▶ Quoted text
I know things have been rough for him lately. His boss is being a complete jerk. He was off for a week with no pay, then work a week, now this last week he was off again. I haven't been working, we have no savings, and he dosen't get paid days off because he gets paid in cash. Our bills are behind. All this time though, he pays his moms house payment and who knows what else. Oh, not to mention a pack a day or more of cigarettes. That adds up pretty quick. He would say before if he just had a week off work he'd have the house done. I think he maybe worked 2 days on it while he was off. We are out of a lot of supplies and are waiting for money to buy more, but there is still work that can be done. 

He also only calls me 1-2 times a week and never comes by the house to see me. He lives another town over about 10-15 miles away. He'll talk about going to see his friend or going by to see his mom at work. I ask him why he didn't call or come see me to which he says he dosen't have the gas to make it to my house. I know that's a load of crap. I talked to him about it last friday. I told him I felt like he thought everyone else was more important than me. He really should spend time with me. He mentioned some thing about not having sex for a long time... It would help if he was around more!! This leads to now... saturday. I haven't heard from him all day. I know he hasn't been at the house because I went by there twice today. So, WTF???

Sorry this got so long, I guess I had a lot to rant about. Any advice on what to do or what might be going on inside his head would be helpful!!!


----------



## believer (Apr 22, 2008)

▶ Record extracts

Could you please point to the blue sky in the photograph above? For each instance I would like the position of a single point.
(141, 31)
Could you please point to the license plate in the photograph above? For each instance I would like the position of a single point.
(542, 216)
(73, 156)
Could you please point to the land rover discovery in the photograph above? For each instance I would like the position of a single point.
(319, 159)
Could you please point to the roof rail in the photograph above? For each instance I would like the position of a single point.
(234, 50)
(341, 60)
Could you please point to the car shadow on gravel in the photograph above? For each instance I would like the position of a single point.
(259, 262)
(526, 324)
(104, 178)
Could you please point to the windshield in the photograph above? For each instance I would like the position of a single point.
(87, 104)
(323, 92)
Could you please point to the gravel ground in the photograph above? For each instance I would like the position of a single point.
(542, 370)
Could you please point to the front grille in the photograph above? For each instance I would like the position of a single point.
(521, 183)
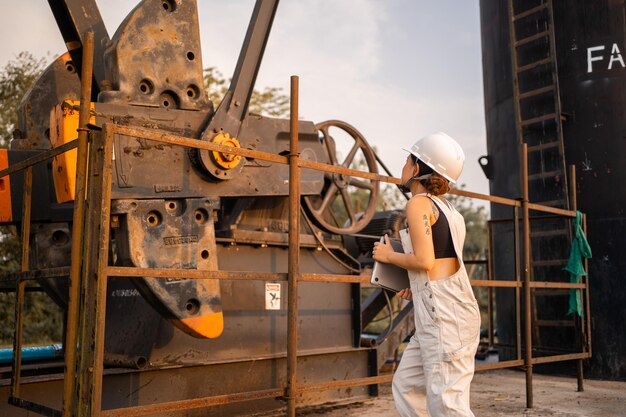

▶ Do this
Set down the forum post word for word, from "Sorry this got" up to and including "(Apr 22, 2008)".

▶ Response for this exercise
Sorry this got so long, I guess I had a lot to rant about. Any advice on what to do or what might be going on inside his head would be helpful!!!


----------



## believer (Apr 22, 2008)